Text excerpt ▸

Harald T. Alvestrand writes:
I have written up a draft of a draft, showing what I feel that
a "Content-language" header should look like.
Looks good as a draft of a draft.
Ready, set - COMMENT!
Here are mine:
Language tag for MIME body parts
<blabla goes here>
Some text should be included here about what kinds of language
information the Content-Language: field is intended for,
perhaps something like this:
-- By "language" in this document is meant only natural
languages, like Norwegian, and artificial langauges designed
to substitute natural languages, like Esperanto. E.g. so-
called programming languages are not covered.
-- Both languages that have a written form and languages that
are only spoken can be indicated by the Content-Language:
header field. (The latter case may be relevant for
Audio/Basic body parts.) It can be used for both living
languages and dead languages.
-- Language groups, individual languages and dialects of
languages can be indicated in this scheme, which doesn't in
itself force the adoption of any specific position regarding
e.g. if Chinese is one language or a group of related
This document describes a Content-Language: header for use with body
parts of MIME.
I suppose a new Content-Language: header field is preferred to a
new "content-language=" parameter in the Content-Type: header,
because language information may be relevant to many different
content-types. As I understand it, each content-type has its own
name space for parameters and a parameter to a content-type C1
with the same name as a parameter to a content-type C2 may have
totally unrelated semantics. (RFC 1521 says, on one hand:
... The set of meaningful
parameters differs for the different types. In particular, there are
NO globally-meaningful parameters that apply to all content-types.
and on the other:
most parameters make sense only with certain content-types, others
are "global" in the sense that they might apply to any subtype. For
example, the "boundary" parameter makes sense only for the
"multipart" content-type, but the "charset" parameter might make
sense with several content-types.
I suppose this doesn't exclude using "charset" with some other
semantics than the usual in the definition of some new
Perhaps we should then also have a Content-Filename-Suggestion:
header for those many cases where it's appropriate to save the
body of a body-part in a file? And a Header-Filename-Suggestion:
for saving the header of the body-part?
It also describes a new parameter to the Multipart/Alternative type,
to aid in the usage of the Content-Language: header.
Can a new parameter be added to an already defined content-type
or must a new content-type name be chosen when extending it in
The syntax of this header is:
Content-language: <2xAlpha>[_2xAlpha] (comment) [ , ... ]
The first 2xAlpha is an ISO 639 code for a language. If required, the
second 2xAlpha may define the country using a particular language
(such as en_GB and en_US), as per ISO 639.

Tasks to perform ▸
a: Answer the following questions using the Content-Language header discussion:
(i) Which language is given as an example of an artificial language designed to substitute natural languages?
(ii) Which parameter is said to make sense only for the "multipart" content-type?
(iii) What is the first 2xAlpha in the header syntax?
b: Alter the Content-Language header discussion from "-- Language groups, individual" up to and including "parts of MIME.", replacing "describes" with "defines".

Dataset excerpt ▸
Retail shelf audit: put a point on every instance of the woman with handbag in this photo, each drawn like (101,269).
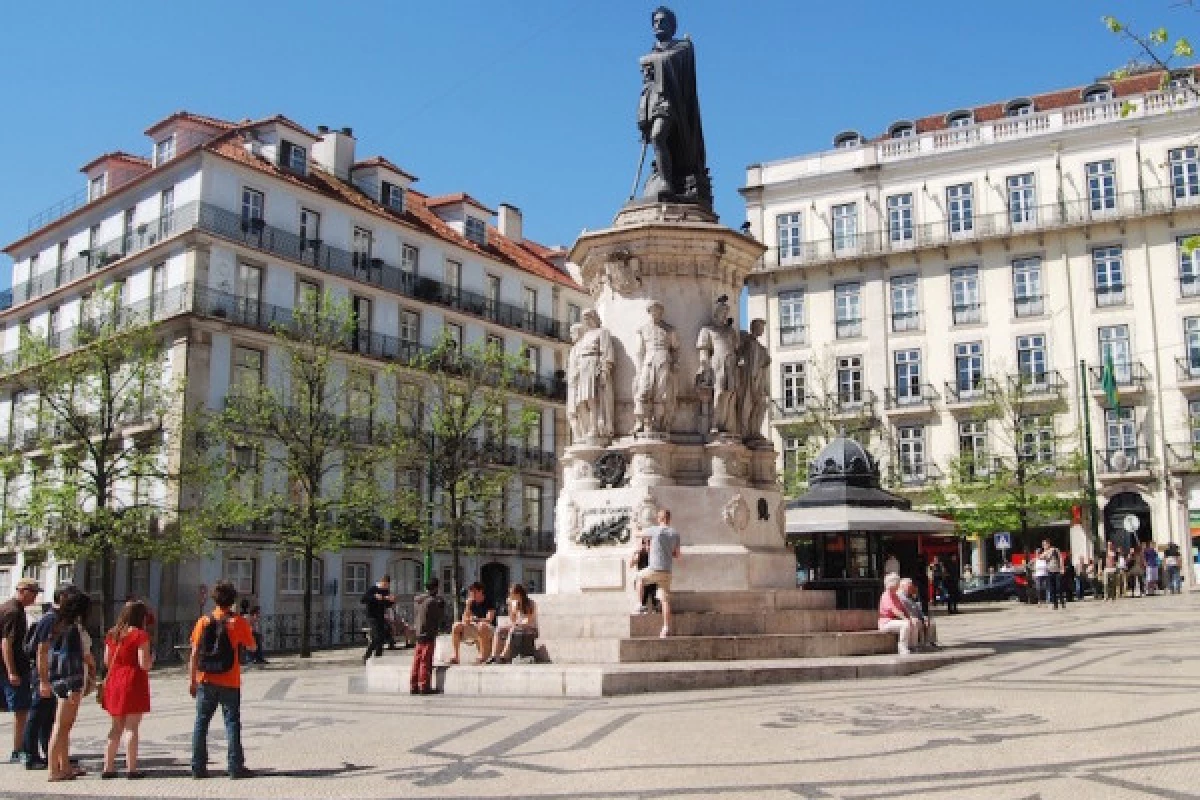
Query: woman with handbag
(126,691)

Set of answers ▸
a:
(i) Esperanto.
(ii) The "boundary" parameter.
(iii) An ISO 639 code for a language.

b:
-- Language groups, individual languages and dialects of
languages can be indicated in this scheme, which doesn't in
itself force the adoption of any specific position regarding
e.g. if Chinese is one language or a group of related
This document defines a Content-Language: header for use with body
parts of MIME.